(Collected data entries)
·····
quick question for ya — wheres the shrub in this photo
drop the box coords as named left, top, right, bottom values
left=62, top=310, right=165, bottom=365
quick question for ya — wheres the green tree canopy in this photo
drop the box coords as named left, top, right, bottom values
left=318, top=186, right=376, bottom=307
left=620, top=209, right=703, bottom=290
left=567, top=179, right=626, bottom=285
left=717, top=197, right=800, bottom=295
·····
Starting with the first line of the records, repeat every line up to and including the one containing "quick question for ya — wheres the green", and nothing else.

quick question for ya — wheres the shrub in this photo
drop the box coords as named left, top, right, bottom values
left=62, top=310, right=165, bottom=365
quick question for ya — wheres the green tree canopy in this photo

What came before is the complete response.